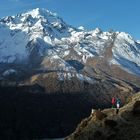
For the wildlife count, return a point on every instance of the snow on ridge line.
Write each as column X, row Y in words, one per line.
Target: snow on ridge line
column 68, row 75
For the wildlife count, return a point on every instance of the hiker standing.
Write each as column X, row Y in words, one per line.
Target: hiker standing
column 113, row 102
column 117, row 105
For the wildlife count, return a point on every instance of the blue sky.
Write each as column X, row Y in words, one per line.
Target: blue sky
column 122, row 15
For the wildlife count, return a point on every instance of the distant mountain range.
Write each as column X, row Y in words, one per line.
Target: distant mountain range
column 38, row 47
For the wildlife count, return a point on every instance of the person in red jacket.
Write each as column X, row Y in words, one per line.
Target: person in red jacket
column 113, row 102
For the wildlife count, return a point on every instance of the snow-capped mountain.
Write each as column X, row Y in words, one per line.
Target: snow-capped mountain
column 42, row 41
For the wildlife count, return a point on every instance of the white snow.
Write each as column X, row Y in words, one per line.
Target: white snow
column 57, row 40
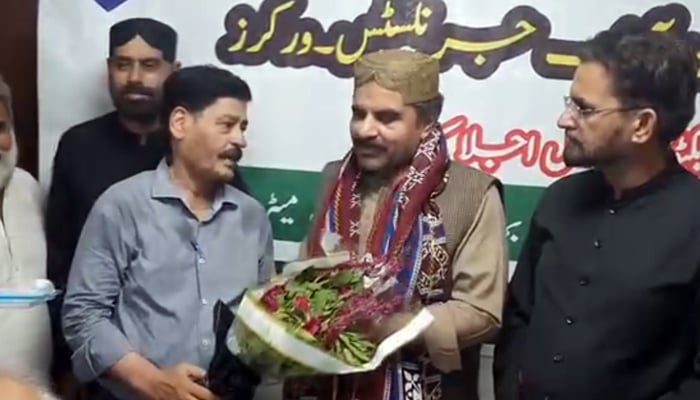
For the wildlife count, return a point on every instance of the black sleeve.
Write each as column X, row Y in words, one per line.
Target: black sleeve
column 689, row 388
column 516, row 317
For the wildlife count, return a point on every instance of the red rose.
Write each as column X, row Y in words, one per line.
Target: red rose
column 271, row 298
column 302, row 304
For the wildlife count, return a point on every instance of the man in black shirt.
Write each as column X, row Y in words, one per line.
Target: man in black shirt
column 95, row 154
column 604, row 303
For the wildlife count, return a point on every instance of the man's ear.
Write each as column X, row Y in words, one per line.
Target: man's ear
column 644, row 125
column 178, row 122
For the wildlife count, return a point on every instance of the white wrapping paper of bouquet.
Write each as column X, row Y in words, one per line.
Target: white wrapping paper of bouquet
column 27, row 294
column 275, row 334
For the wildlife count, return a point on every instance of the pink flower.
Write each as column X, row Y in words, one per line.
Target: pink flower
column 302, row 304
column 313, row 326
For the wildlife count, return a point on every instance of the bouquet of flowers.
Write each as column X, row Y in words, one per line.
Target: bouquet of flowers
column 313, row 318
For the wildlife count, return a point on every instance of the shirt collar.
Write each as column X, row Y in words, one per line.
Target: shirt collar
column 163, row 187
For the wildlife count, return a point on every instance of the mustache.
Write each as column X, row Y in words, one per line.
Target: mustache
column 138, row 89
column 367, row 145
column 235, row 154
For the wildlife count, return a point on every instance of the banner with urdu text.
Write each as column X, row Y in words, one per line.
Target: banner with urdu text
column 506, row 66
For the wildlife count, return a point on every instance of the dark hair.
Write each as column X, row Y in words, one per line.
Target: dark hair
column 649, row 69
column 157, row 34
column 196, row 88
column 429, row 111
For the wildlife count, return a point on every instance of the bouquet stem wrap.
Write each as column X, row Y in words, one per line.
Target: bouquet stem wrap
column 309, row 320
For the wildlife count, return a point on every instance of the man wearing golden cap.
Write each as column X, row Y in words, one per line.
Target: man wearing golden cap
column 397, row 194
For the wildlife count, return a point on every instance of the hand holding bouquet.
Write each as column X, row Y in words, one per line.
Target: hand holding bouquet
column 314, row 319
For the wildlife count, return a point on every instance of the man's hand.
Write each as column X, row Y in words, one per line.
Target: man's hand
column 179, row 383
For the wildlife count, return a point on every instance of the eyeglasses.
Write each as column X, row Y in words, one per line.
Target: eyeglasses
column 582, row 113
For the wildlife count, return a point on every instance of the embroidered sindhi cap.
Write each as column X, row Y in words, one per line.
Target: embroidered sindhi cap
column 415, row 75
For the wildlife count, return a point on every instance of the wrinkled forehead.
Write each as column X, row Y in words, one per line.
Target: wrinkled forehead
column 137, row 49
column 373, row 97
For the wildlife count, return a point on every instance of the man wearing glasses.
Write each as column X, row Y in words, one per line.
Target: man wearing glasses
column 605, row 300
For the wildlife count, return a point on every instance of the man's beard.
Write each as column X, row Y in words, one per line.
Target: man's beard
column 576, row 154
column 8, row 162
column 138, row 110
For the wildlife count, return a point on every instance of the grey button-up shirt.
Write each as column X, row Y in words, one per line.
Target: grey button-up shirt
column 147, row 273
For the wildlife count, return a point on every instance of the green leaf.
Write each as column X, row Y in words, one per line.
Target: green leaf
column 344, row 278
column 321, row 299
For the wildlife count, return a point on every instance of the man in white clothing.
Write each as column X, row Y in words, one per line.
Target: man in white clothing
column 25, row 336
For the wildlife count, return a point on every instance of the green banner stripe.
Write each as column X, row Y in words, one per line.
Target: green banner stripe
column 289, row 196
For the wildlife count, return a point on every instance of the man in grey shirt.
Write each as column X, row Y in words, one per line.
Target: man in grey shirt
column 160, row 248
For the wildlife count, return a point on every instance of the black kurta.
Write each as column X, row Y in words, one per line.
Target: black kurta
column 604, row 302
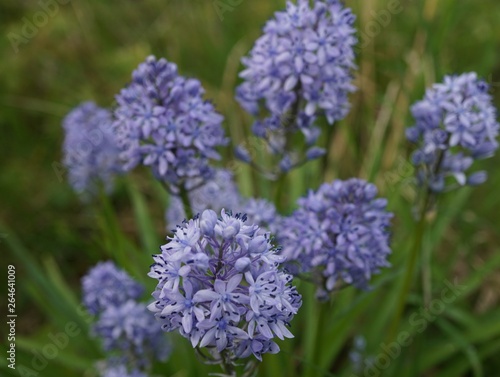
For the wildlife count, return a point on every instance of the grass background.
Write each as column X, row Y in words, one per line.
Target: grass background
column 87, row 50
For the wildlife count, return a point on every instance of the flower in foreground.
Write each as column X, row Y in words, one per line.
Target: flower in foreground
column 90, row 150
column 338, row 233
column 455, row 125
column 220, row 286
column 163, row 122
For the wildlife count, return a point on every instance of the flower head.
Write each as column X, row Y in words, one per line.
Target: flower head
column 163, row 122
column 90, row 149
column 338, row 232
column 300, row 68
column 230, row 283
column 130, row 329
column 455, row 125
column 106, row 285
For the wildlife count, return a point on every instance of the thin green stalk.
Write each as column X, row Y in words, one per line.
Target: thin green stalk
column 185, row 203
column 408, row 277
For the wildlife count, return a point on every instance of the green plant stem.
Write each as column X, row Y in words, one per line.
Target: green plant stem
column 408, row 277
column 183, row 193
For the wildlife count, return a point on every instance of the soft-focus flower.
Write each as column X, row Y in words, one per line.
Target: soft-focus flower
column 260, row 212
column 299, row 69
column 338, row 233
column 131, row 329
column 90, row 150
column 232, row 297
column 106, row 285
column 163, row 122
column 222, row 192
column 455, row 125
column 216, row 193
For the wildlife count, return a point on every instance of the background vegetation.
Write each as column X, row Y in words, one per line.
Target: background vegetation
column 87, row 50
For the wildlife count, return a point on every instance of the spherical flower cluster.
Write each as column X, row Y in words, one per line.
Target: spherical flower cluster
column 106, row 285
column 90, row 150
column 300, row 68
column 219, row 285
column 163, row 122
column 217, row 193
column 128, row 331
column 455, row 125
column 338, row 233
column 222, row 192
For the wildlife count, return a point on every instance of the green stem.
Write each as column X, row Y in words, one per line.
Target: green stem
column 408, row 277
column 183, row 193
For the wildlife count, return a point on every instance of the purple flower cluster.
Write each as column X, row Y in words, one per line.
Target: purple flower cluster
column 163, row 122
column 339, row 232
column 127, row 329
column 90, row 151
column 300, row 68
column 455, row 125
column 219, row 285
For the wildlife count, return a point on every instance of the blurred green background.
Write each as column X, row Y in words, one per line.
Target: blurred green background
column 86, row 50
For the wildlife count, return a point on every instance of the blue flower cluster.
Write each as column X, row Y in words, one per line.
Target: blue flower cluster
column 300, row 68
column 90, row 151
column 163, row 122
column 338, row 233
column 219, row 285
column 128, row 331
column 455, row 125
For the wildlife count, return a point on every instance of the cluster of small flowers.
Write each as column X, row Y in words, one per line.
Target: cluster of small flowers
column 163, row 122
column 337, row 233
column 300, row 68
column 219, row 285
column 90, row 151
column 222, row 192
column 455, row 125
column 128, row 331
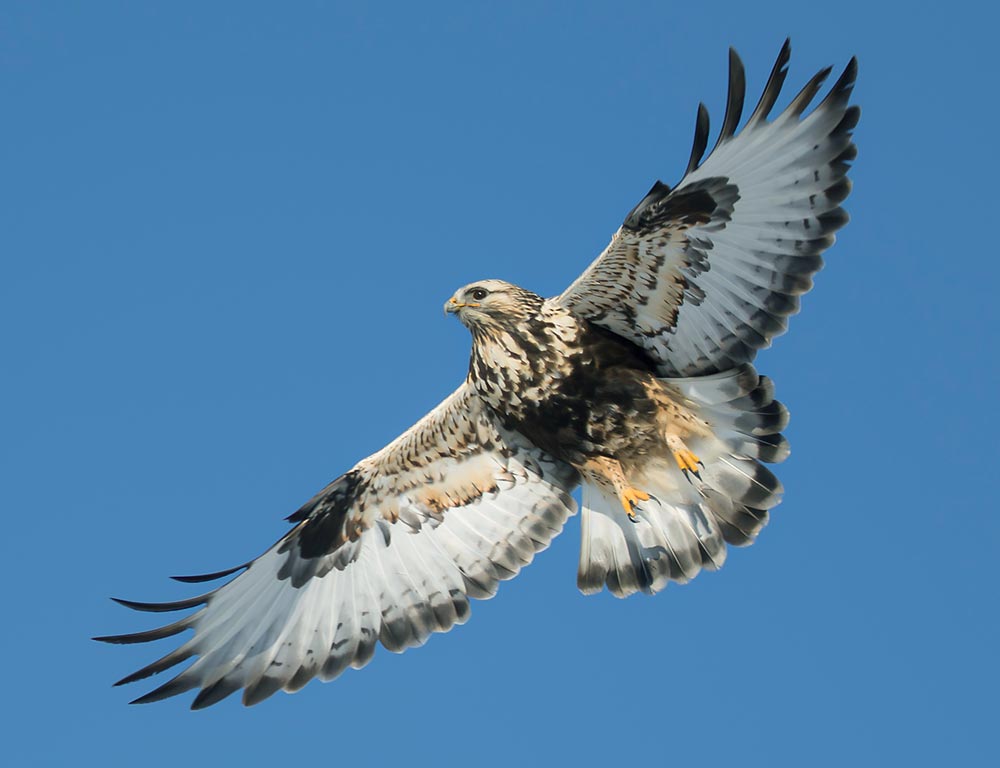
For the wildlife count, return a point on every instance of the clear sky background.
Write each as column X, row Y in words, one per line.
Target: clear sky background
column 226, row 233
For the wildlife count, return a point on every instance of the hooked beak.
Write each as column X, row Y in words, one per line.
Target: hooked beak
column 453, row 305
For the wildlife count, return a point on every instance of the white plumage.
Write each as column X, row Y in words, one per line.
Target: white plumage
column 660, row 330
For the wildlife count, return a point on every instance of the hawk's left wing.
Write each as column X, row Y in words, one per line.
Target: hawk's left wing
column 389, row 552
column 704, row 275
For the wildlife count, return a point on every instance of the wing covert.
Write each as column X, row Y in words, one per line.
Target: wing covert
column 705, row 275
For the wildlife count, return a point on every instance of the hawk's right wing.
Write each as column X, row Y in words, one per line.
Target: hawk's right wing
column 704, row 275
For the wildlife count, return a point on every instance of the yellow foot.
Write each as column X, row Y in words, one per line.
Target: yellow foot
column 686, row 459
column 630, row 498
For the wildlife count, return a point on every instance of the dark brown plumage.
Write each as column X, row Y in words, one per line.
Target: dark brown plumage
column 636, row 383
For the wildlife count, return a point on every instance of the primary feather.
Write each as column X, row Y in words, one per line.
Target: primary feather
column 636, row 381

...

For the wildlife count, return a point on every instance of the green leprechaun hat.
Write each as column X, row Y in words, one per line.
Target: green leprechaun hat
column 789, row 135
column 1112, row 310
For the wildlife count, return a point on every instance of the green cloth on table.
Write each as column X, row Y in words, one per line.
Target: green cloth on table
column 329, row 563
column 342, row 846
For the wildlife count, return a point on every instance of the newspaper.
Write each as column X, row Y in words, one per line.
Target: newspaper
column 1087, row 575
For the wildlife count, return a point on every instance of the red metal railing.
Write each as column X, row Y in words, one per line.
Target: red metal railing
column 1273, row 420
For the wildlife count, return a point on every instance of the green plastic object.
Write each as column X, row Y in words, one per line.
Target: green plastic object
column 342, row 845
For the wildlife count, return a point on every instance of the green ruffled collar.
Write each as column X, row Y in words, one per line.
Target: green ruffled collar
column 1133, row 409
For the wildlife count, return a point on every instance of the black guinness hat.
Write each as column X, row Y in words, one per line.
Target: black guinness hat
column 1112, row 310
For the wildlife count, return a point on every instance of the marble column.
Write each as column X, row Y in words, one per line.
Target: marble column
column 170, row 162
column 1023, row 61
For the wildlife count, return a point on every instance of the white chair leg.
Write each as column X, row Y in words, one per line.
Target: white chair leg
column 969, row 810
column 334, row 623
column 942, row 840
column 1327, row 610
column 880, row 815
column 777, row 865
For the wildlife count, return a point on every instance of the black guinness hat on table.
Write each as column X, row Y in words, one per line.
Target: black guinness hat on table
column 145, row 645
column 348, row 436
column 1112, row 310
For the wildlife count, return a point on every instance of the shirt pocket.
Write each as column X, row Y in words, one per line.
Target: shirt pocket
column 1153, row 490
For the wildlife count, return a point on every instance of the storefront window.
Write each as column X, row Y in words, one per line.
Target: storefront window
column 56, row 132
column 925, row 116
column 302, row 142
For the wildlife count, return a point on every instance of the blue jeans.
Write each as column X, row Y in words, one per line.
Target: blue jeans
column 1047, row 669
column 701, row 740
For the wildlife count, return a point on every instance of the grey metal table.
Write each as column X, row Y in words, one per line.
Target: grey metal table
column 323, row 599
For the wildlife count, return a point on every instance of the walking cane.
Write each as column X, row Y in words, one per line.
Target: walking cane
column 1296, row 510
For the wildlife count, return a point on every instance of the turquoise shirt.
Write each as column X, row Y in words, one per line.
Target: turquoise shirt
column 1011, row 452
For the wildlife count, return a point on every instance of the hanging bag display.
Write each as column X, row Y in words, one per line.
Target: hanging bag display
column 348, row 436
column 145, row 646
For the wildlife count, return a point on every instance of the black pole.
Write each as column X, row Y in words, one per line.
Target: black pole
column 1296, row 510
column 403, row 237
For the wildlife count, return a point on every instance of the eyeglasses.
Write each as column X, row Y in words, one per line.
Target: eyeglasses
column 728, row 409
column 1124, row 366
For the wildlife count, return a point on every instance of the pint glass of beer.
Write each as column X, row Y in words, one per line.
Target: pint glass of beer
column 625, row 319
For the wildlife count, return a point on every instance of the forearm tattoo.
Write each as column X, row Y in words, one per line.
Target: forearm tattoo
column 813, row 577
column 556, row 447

- What to do
Quote the records word for word, everything from the line containing "the background vegetation." down to the line containing "column 226, row 233", with both of those lines included. Leave the pictures out of your answer.

- Response to the exercise
For the wildlife count, return a point on every instance of the background vegetation.
Write each as column X, row Y in words, one per line.
Target: background vegetation
column 87, row 50
For the wildlife count, return a point on every instance of the spherical flower cluster.
Write each as column X, row Y in words, one per line.
Target: spherical flower cluster
column 106, row 285
column 90, row 150
column 300, row 68
column 219, row 285
column 163, row 122
column 217, row 193
column 128, row 331
column 455, row 125
column 338, row 233
column 222, row 192
For the wildlife count, return a point on every instance of the green stem.
Write each as column X, row Y in words, one per line.
Target: green stem
column 408, row 277
column 183, row 193
For the wildlife count, return a point on every instance of the purple flower cluster.
Write each as column X, row Y in words, one per line.
Target: purple flower cluster
column 163, row 122
column 339, row 232
column 127, row 329
column 90, row 151
column 300, row 68
column 455, row 125
column 219, row 285
For the wildlife count, return a point on every instance of the blurred green background.
Write each as column X, row Y in words, one per line.
Target: blurred green background
column 86, row 50
For the wildlife count, return a point on every instance of the blue flower cluster.
Write each as column X, row Y in words, one per line.
Target: blue flower cluster
column 300, row 68
column 90, row 151
column 163, row 122
column 338, row 233
column 219, row 285
column 128, row 331
column 455, row 125
For the wildlife count, return a point on every instance of the cluster of small flowers.
Write each as column X, row Y in words, one per line.
Target: cluster of small flowers
column 163, row 122
column 337, row 233
column 300, row 68
column 219, row 285
column 90, row 151
column 222, row 192
column 455, row 125
column 128, row 331
For the wildlife count, return a point on every instance of the clear sky background.
Write each as column X, row Y in words, one per line.
Target: clear sky background
column 226, row 233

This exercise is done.